Short exercise: Swap "bankable names" for "marketable names" in the passage about Space: 1999, and write out the stretch from "There were similar" through "and character development." with that change.

There were similar problems with Barry's best known ITC series, Gerry Anderson's Space: 1999, in which he played Professor Victor Bergman. Barry, along with husband and wife stars Martin Landau and Barbara Bain, were all bankable names in the US, vital for international sales. However, Barry says they all felt the series suffered from poor plots and character development.

"I remember an early production meeting, the first time we all sat down with Gerry and Sylvia Anderson. They started to talk about the fact that Rudy Gernreich was going to do the costumes, as if this was the greatest thing surrounding the whole project.

"Martin and I had worked together before. We looked at each other and then asked could we perhaps talk for a little while about who our characters are, what our relationships are, a few things like that? They looked quite baffled, and then told us who was going to make the boots. "From that moment on Martin and I realized that we were going up the down staircase. I can't tell you the number of times that Martin and Barbara would come back to my place, or I'd go to their's after a day's shooting, and we'd sit around with the upcoming script and ask ourselves how we could make it work?

"We used to send the scripts up terribly. On one famous occasion when we had a particularly preposterous scene to play, knowing Gerry and Sylvia's connection with puppets, Martin and I decided to play a wicked trick. On take one we acted like puppets." Barry illustrates his point with an excellent impression of Brains from Thunderbirds: 'But-there-are-men-dying-out-there-John'. "You have to be concerned about the people, not just the special effects. I was the kind of 'Space Uncle', and I was forever being called upon to kind of stand by dreadful diagrams and maps and say 'we are now pointing towards planet Pluto' or some such boring rubbish, which would lead into special effects. I remember writing a memo one night that said, 'Dear Gerry, Dear Sylvia, please remember that geography is about maps, but drama is about chaps."'

It was that unhappiness with the series that led Barry to abandon Moonbase Alpha at the end of the first season. "Thank God, the option was on my side. I've always said to my wife, the best of all luxuries for an artist is freedom of choice. When they talked about this second series coming and the changes they were proposing to make, bringing in Freddy Freiberger as producer and so on, I went to Gerry and Sylvia and said 'look, my dears, I've had a lovely time, but if it's all the same to you I think I'd like to go away and play with the grown ups'."

[Lines of data]
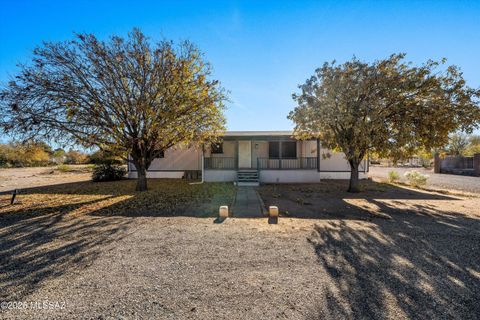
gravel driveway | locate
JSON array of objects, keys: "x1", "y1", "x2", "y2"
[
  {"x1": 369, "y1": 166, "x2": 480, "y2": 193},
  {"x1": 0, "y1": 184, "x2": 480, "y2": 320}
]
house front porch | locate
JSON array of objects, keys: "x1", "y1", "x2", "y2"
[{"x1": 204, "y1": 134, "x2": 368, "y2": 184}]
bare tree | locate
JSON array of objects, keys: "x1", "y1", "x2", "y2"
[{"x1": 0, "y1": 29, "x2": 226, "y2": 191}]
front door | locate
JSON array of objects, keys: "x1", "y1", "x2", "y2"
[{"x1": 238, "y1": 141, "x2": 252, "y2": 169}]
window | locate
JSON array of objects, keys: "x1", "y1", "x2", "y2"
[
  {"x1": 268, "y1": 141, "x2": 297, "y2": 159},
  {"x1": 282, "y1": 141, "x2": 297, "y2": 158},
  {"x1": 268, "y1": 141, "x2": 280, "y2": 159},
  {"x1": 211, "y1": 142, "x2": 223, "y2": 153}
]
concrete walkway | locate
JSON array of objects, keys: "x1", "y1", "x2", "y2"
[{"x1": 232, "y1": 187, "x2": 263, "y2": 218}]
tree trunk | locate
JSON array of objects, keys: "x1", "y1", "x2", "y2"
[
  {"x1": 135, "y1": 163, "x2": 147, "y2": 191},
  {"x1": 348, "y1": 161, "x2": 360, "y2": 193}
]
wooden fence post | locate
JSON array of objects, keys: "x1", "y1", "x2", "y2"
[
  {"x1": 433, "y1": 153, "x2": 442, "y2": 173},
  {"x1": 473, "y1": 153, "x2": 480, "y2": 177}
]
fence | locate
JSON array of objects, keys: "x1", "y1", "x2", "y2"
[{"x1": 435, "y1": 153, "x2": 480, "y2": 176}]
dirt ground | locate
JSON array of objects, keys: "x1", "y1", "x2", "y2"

Complete output:
There were similar problems with Barry's best known ITC series, Gerry Anderson's Space: 1999, in which he played Professor Victor Bergman. Barry, along with husband and wife stars Martin Landau and Barbara Bain, were all marketable names in the US, vital for international sales. However, Barry says they all felt the series suffered from poor plots and character development.